◆ **Source passage**:

====

Thursday, 5 January 2012

Surprising 'Wise men' myths?

How many 'wise men' (or kings or astrologers or whatever you like to call them) were at the manger at the time of Jesus' birth?

I'm sure you thought the answer was so obvious that it would be beneath contempt to say "Three".  Actually, I'm pleased to be able to tell you that the answer is quite surprising.

In fact the Bible never mentions the presence of three (or any other number of) wise men at the manger when Jesus was born, even though you might think it does.  Their names are just as absent as the manger and their quantity, even if you happen to think you know that one of them was called Melchior and the others were . . . well . . . can't quite think of them just at the moment.

You might attribute the idea of 'three wise men' to the mention of the three gifts of gold, frankincense, and myrrh, but as evidence goes that is a little thin.  However many there were, according to Matthew the 'astrologers' went to see Jesus in a house not a stable:

“And when they came into the house, they saw the young child with Mary his mother, and fell down, and worshipped him”(Matt. 2:11)

====

◆ **Supplied information**:
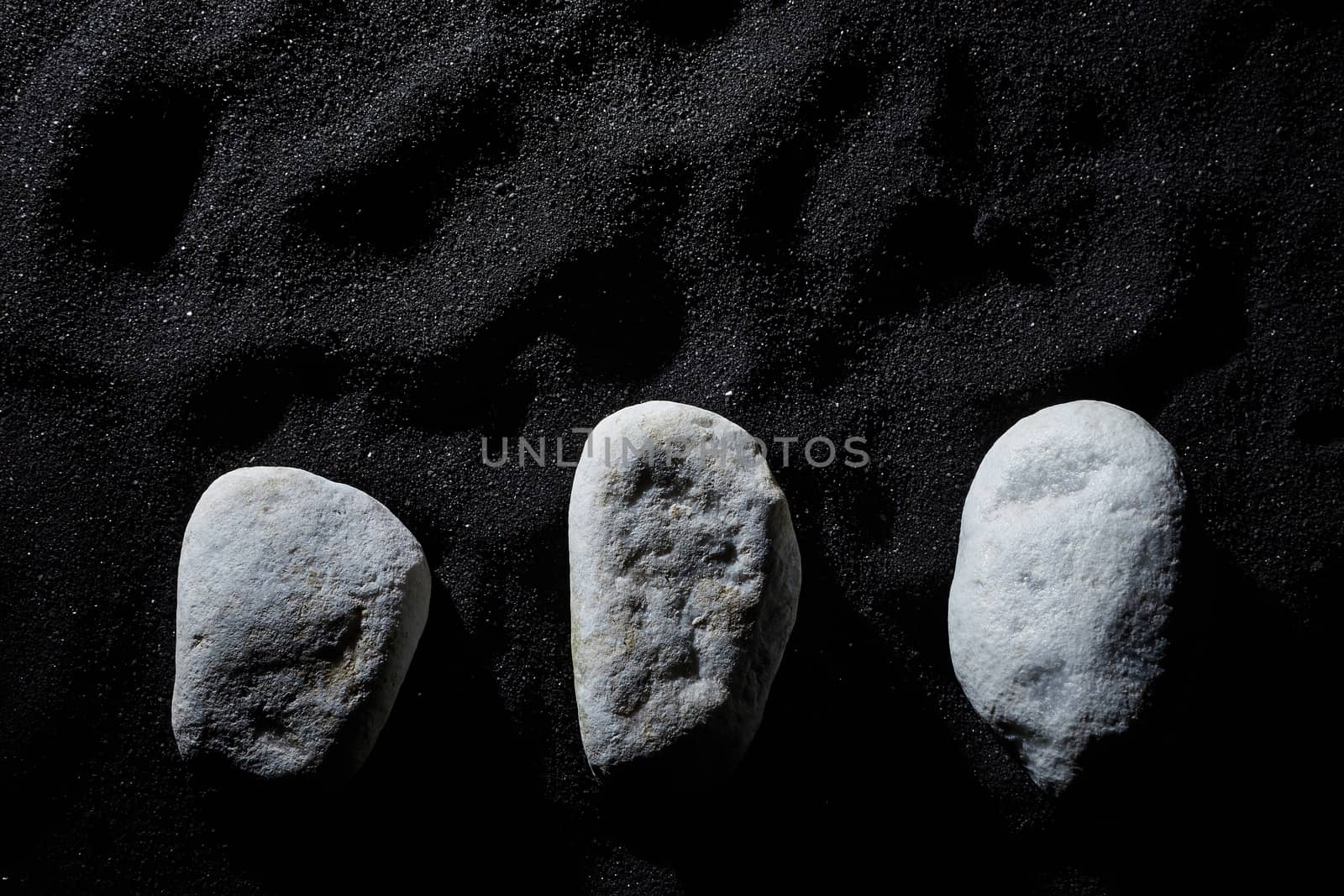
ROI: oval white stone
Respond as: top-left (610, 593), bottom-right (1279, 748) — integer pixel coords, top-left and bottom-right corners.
top-left (569, 401), bottom-right (802, 778)
top-left (948, 401), bottom-right (1185, 791)
top-left (172, 466), bottom-right (430, 778)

====

Return, word for word, the passage of the post on the wise men that begins at "In fact the" and stops after "at the moment.".

In fact the Bible never mentions the presence of three (or any other number of) wise men at the manger when Jesus was born, even though you might think it does.  Their names are just as absent as the manger and their quantity, even if you happen to think you know that one of them was called Melchior and the others were . . . well . . . can't quite think of them just at the moment.